**PROVIDED TEXT:**
====

I’ve been reading about kafka and now have too many tabs open. I have one (maybe still unanswered) question to determine how kafka might work in a potential first use case.
It seems like an interesting idea to use a CDC fed topic to bootstrap a new consumer with all events/records in a database table.
Having the kafka topic set to use log compaction and tombstones sounds like the perfect way to minimise resources used for this, as well as sending an up to date picture.
However I had a (probably very naive) question:
Log Compaction will leave the latest events (could be a create or update I guess…) in the topic.
But if your consumer will act differently with creates vs updates, then this is an issue when you are replaying?
Is there a way around this with log compaction ,or is it simply to not use log compaction?
I am by no means an expert, but if you use log compaction, you will miss some actions on the database. If for example a value for a given ID is A and then changed to B (for the same key) then with log compaction the stream will only show B. That is… the consumer will get both events, but in a replay scenario, the consumer will only see B.
I think it all depends on how you want to use the data. If you just want a replika og the database then log compaction is a god fit. you dont need to know the fact that the value changed from A to B.
If you however need to know that an atribute changed (e.g adress changed) and you have logic depending on that change, than log compaction is not an option if you want to replay the event stream.

====

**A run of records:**
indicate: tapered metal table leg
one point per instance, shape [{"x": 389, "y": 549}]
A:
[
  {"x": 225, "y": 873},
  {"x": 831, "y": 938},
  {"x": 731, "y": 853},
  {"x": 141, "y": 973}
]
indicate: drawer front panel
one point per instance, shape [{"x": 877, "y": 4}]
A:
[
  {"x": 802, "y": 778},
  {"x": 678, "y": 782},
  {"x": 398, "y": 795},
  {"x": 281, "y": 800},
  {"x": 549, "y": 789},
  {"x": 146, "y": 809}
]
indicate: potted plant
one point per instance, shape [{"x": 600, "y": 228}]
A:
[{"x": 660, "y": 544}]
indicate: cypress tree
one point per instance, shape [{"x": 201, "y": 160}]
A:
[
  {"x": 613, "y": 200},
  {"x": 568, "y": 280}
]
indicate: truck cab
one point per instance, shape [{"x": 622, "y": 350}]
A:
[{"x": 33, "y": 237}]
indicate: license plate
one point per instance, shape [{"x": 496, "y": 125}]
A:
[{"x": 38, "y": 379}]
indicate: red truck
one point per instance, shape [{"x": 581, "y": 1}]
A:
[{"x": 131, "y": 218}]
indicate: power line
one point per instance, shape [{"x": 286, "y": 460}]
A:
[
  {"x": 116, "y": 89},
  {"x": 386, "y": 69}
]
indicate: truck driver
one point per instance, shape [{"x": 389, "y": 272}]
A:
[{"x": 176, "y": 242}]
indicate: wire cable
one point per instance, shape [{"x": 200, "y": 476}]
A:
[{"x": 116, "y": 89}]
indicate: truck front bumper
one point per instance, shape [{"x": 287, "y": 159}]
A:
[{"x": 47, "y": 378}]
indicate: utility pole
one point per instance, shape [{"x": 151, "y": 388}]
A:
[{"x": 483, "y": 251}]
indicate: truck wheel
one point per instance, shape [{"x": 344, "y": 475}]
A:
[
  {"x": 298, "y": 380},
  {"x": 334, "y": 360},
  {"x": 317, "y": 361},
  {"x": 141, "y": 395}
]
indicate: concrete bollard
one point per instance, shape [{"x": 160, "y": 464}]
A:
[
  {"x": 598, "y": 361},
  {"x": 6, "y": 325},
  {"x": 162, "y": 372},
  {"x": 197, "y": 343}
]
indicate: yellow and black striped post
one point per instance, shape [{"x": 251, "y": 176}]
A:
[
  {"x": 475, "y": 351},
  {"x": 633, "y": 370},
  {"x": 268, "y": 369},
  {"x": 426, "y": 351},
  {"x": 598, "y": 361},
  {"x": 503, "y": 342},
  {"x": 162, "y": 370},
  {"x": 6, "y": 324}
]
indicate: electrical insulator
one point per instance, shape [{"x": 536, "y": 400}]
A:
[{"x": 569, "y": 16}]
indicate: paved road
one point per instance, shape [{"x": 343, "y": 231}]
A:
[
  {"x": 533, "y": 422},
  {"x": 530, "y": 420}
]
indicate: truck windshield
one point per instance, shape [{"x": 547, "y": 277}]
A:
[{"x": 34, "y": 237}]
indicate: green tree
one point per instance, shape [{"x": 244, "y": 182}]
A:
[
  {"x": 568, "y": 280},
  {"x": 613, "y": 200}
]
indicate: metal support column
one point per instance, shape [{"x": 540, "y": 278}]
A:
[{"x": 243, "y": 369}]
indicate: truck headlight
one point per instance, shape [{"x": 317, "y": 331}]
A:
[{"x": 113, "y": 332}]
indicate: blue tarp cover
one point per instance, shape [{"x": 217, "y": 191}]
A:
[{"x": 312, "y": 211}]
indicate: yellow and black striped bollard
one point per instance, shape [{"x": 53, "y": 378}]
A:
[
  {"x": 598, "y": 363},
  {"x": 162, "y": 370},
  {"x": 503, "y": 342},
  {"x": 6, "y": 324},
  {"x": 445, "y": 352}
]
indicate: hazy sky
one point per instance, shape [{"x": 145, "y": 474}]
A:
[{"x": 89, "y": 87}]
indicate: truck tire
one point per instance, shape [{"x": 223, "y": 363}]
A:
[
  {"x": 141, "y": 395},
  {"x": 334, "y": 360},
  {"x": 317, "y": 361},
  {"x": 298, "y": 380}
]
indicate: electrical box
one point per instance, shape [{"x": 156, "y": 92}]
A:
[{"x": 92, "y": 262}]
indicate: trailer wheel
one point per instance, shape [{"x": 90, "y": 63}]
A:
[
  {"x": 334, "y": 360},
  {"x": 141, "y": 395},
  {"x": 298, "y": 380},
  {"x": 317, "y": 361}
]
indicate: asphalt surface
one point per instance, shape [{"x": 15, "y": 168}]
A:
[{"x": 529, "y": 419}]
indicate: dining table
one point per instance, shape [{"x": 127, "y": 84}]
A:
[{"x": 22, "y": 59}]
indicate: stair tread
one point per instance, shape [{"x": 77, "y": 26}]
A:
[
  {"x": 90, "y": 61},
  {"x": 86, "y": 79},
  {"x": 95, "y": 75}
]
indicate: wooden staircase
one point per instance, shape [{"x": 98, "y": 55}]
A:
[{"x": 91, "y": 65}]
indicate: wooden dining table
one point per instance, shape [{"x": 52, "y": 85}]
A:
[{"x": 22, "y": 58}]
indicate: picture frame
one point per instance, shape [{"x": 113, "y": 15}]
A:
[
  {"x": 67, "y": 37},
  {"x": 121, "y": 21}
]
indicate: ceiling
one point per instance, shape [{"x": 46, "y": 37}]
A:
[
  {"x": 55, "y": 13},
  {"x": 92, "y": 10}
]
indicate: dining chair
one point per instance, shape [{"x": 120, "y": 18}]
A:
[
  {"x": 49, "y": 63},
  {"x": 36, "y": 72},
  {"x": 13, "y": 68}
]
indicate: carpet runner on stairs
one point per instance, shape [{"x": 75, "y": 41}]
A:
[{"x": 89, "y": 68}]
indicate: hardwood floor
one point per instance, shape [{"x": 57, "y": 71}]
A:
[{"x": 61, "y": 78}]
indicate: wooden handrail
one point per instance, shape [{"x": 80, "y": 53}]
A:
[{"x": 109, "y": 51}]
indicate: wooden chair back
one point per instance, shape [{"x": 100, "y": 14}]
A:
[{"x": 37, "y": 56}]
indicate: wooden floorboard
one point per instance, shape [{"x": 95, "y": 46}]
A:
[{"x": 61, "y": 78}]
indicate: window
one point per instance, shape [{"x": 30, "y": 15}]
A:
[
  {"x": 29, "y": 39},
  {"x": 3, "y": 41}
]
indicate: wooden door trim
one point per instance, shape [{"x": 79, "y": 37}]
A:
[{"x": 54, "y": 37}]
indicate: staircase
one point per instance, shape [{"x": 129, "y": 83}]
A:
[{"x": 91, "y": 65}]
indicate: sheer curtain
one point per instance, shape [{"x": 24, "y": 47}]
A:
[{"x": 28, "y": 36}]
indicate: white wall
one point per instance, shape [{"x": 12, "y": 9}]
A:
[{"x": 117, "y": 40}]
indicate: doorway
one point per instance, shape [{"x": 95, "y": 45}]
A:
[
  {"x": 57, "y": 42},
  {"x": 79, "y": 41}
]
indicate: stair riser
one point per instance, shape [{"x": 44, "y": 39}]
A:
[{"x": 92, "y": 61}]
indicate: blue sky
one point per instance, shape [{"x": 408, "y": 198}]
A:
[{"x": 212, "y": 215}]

====

**WHAT YOU NEED TO DO:**
(a) In the forum thread, if a value for a given key is changed from A to B, what does a consumer see when it replays a log-compacted topic?
(b) Find every line in the records that contains the word "blue", and copy each one. Case counts.

**OUTPUTS BY TASK:**
(a) Only B.

(b)
indicate: blue tarp cover
indicate: blue sky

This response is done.